El segundo momento está instaurado por Freud. Uno de los aspectos inéditos en Freud es justamente la posibilidad de pensar la muerte desde adentro. El psicoanálisis cobra aquí su importancia para la his­toria. ¿Cómo pensar la historicidad de manera radical? Como afirma Mendiola, pensar la historicidad es pensar la muerte. Es sin duda, el psicoanálisis el que introduce la muerte como algo que nos habita dentro. La pulsión de muerte, alojada de manera irremediable en el inconsciente recuerda que la vida sigue su camino de muerte, mucho antes de que ésta ocurra.
De esta manera, pensar la muerte de manera radical, y como se verá más adelante, es una de las tareas articuladas por De Certeau. La muerte no es algo que ocurra desde el afuera. Al ser habitados por esta pulsión, la muerte determina ya, en vida, el límite de nuestro pensamiento. En esto sigue también la pista del Heidegger de Ser y Tiempo: el sujeto es un ser arrojado al mundo, un Dasein,[8] un estar siendo en el mundo. Dasein que, abierto al mundo, se posiciona ante la vida y la muerte desde dos modos particulares de existencia: ser-para-la vida y ser-para-la-muerte. Esta última es una existencia auténtica: aquella que no resiste más al hecho de que la muerte es muerte como inexistencia; mientras que la primera trata de una existencia inauténtica: resiste a la muerte proyectando una vida después de la muerte. Sin embargo, Michel de Certeau elabora un desplazamiento: lleva a cabo un intento por pensar la muerte como aquello que nos habita dentro, en donde los místicos y Freud son esta posibilidad. De ahí que, como afirma François Dosse, Michel de Certeau es como un caminante herido, un viajero alterado, siempre despidiéndose.[9]
Sin embargo y aún con este desplazamiento, para De Certeau la única manera de dejarse ser alterado o poseído por el otro es aceptando la propia muerte. De esta aceptación, no de la muerte del otro sino la de uno mismo, emerge la posibilidad del silencio como condición para escuchar al distinto a uno”.[10]
En este sentido, De Certeau parece encontrarse aún en una noción de la muerte centrada en uno mismo, en una metafísica de la presencia, pues ésta se sostiene, al parecer, en la oposición clásica de presencia/ausencia. La pregunta que nos llevará a observar cómo, aún desde esta interpretación y con lo que el texto decertauriano parece manifestar, se puede concluir lo contrario y ver cómo a pesar de sostenerse en esta idea de la muerte, sostuvo también la idea de una muerte del otro como problema del trabajo del historiador. Dicho en otras palabras, si bien la conciencia de mí propia muerte permite pensar históricamente, la muerte del otro, en tanto irrecuperable para el presente hace de la escritura de la historia un acto de duelo interminable, o más bien, de un duelo imposible.

_Datos proporcionados_.
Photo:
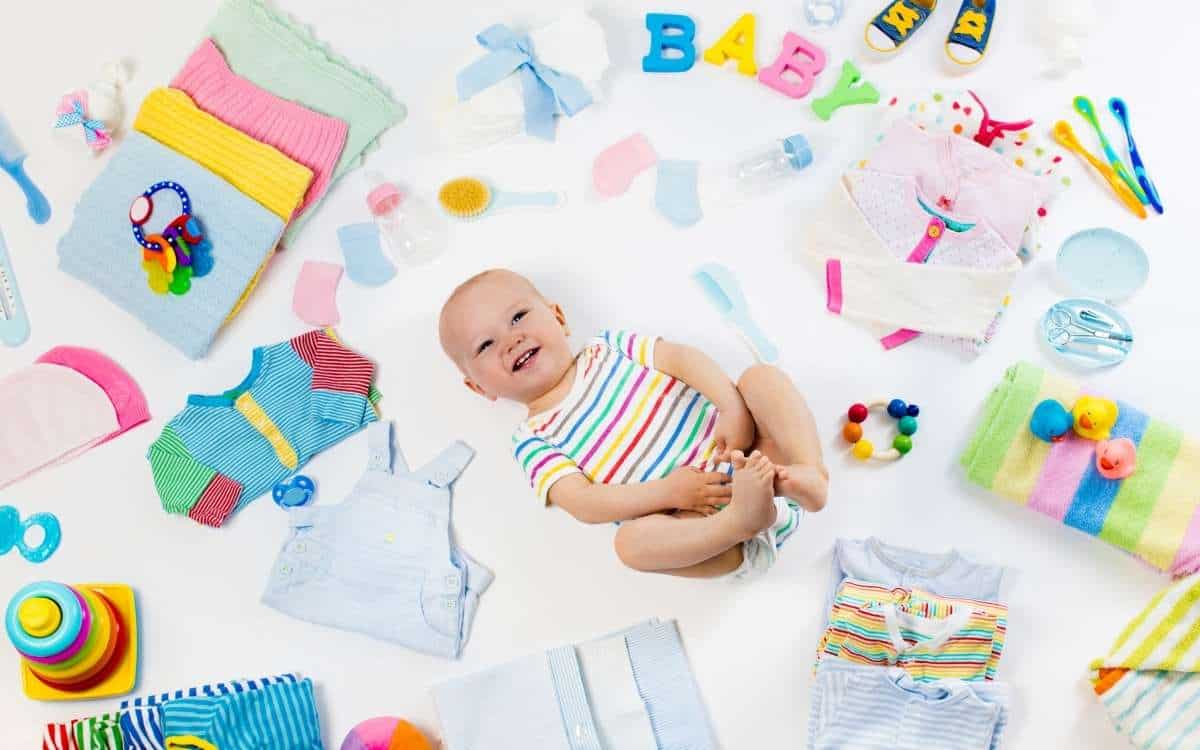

_Consigna 1_. Reproduce literalmente el fragmento del texto sobre la muerte en De Certeau que comienza con las palabras que contienen "El segundo momento" y termina con "que ésta ocurra.".
_Consigna 2_. Según el texto sobre la muerte en De Certeau, ¿con qué imagen describe François Dosse a Michel de Certeau?
_Consigna 3_. Retoma el texto sobre la muerte en De Certeau y continúalo a partir de su última oración.

_Tu respuesta 1_.
El segundo momento está instaurado por Freud. Uno de los aspectos inéditos en Freud es justamente la posibilidad de pensar la muerte desde adentro. El psicoanálisis cobra aquí su importancia para la his­toria. ¿Cómo pensar la historicidad de manera radical? Como afirma Mendiola, pensar la historicidad es pensar la muerte. Es sin duda, el psicoanálisis el que introduce la muerte como algo que nos habita dentro. La pulsión de muerte, alojada de manera irremediable en el inconsciente recuerda que la vida sigue su camino de muerte, mucho antes de que ésta ocurra.

_Tu respuesta 2_. Como un caminante herido, un viajero alterado, siempre despidiéndose.

_Tu respuesta 3_.
En varios de sus textos se puede observar cómo la historia implica una relación con el otro, en cuanto que está ausente. Dosse sostiene, por ejemplo, que la escritura de la historia se inscribe en un espacio móvil del pasado, ahí donde ésta da cuenta de una práctica de distanciamiento y opera sobre un objeto que regresa en la historiografía. Esto abre el enigma de una acceso a lo real que tiene una dimensión límite, esto es, que implica la restitución de una figura perdida, como Lacan que asignaba a lo Real el lugar de lo imposible, “en todas partes supuesto y en todas partes faltante”.[11] De esta manera podemos ver cómo en De Certeau el pasado está irremediablemente en posición de los ausentes.
Esto es importante porque desde esta interpretación, la posición de los ausente tiene un lugar dentro del presente, pero no como aquello que perdura esperando ser objeto de atención sino como legible gracias a los cambios de que es objeto a través del presente que lo transforma constantemente desde un conjunto de operaciones y miradas que lo inventan. Así, para De Certeau hay un rechazo de toda forma de hurgar el pasado como una compulsión de repetición del objeto perdido, afirma Dosse. Lo que más bien aparece es la posibilidad de una historia social cuyo objeto es un ausente que se mueve y que sin embargo es un testigo que no puede dar testimonio al ser objeto de interrogación de su otro. De ahí que Dosse y otras interpretaciones sobre las reflexiones de Michel de Certeau sostengan que el pasado tiene el lugar de lo rechazado que regresa subrepticiamente al interior de un presente que lo ha excluido y que aparece como Hamlet: un espectro que acosa al vivo.[12] En este sentido, quizás es más propio afirmar que la escritura de la historia no es tanto una heterología como una espectrografía.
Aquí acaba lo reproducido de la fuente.